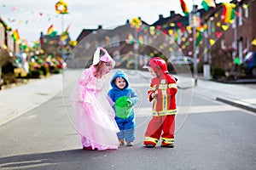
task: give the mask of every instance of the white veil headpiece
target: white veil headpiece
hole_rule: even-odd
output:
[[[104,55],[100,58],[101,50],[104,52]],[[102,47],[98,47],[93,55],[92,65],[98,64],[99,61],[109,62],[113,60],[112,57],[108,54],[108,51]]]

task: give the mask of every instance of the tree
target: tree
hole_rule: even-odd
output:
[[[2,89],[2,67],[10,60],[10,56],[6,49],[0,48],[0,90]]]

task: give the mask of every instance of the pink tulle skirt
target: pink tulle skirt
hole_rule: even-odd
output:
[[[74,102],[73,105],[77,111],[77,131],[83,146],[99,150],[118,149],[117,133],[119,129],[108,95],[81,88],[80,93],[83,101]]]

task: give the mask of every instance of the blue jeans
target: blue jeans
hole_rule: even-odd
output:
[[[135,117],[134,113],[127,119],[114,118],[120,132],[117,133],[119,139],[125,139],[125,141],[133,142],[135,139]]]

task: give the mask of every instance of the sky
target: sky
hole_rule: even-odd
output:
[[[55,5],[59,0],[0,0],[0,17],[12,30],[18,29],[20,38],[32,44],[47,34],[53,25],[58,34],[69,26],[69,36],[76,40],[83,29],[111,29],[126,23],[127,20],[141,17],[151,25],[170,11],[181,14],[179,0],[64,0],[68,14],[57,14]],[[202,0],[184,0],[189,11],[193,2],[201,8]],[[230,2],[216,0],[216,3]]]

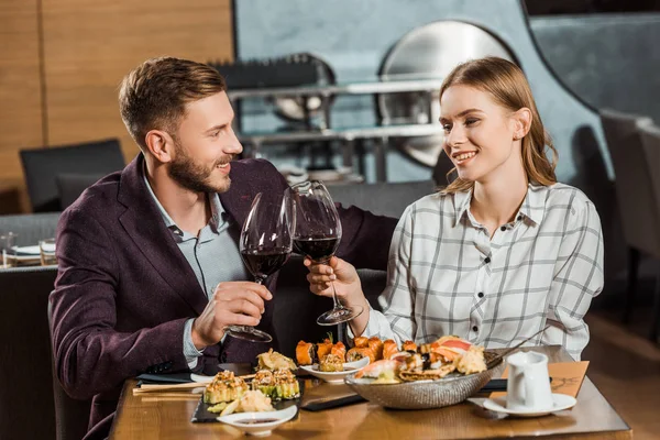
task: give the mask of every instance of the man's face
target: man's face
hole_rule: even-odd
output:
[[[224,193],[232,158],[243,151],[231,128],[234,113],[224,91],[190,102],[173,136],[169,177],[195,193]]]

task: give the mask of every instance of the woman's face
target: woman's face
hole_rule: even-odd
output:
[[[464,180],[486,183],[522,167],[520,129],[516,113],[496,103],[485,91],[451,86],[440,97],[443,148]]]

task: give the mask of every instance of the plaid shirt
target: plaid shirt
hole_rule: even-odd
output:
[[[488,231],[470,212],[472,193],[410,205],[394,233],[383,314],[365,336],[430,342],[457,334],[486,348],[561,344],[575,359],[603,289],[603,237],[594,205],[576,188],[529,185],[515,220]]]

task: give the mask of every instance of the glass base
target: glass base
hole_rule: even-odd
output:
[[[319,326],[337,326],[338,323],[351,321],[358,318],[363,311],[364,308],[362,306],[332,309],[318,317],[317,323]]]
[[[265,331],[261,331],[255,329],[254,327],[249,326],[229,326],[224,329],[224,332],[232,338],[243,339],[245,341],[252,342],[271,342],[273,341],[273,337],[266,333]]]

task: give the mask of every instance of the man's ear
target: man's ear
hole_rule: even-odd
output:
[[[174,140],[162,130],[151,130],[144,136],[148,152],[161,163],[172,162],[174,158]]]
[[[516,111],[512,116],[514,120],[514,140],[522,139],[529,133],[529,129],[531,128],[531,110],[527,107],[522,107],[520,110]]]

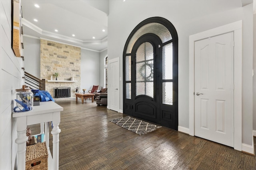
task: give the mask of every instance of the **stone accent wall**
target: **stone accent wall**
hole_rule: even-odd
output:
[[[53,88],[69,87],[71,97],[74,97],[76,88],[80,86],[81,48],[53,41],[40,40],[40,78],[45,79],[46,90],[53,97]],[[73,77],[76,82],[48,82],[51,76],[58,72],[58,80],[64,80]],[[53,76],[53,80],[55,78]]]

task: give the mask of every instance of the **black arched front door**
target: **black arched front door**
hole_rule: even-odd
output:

--- --- ---

Write out the lines of the listing from the one that holds "task: give the mask of every instance of the woman's" to the very last line, both included, exactly as they appear and without any pictures.

task: give the mask of every instance of the woman's face
target: woman's face
hole_rule: even-odd
output:
[[[464,180],[486,183],[522,167],[520,129],[516,113],[496,103],[485,91],[451,86],[440,97],[443,148]]]

task: give the mask of every instance of the plaid shirt
target: plaid shirt
hole_rule: even-odd
output:
[[[488,231],[470,212],[472,193],[410,205],[394,233],[383,314],[365,336],[430,342],[457,334],[486,348],[561,344],[575,359],[603,289],[603,237],[594,205],[576,188],[529,185],[515,220]]]

task: give the mask of every instance of the glass base
target: glass base
hole_rule: even-odd
output:
[[[319,326],[337,326],[338,323],[351,321],[358,318],[363,311],[364,308],[362,306],[332,309],[318,317],[317,323]]]
[[[265,331],[261,331],[255,329],[254,327],[249,326],[229,326],[224,329],[224,332],[232,338],[243,339],[245,341],[252,342],[271,342],[273,341],[273,337],[266,333]]]

task: give the mask of every instance of the man's ear
target: man's ear
hole_rule: even-odd
output:
[[[174,140],[162,130],[151,130],[144,136],[148,152],[161,163],[172,162],[174,158]]]
[[[516,111],[512,116],[514,120],[514,140],[522,139],[529,133],[529,129],[531,128],[531,110],[527,107],[522,107],[520,110]]]

task: give the mask of every instance of the **stone accent wall**
target: **stone accent wall**
hole_rule: even-odd
output:
[[[53,88],[69,87],[71,97],[74,97],[76,88],[80,86],[81,48],[53,41],[40,40],[40,78],[45,79],[46,90],[53,97]],[[73,77],[76,82],[48,82],[51,76],[58,72],[58,80],[64,80]],[[53,76],[53,80],[55,78]]]

task: give the mask of every instance of the **black arched front door**
target: **black arched front door**
hole_rule: even-odd
output:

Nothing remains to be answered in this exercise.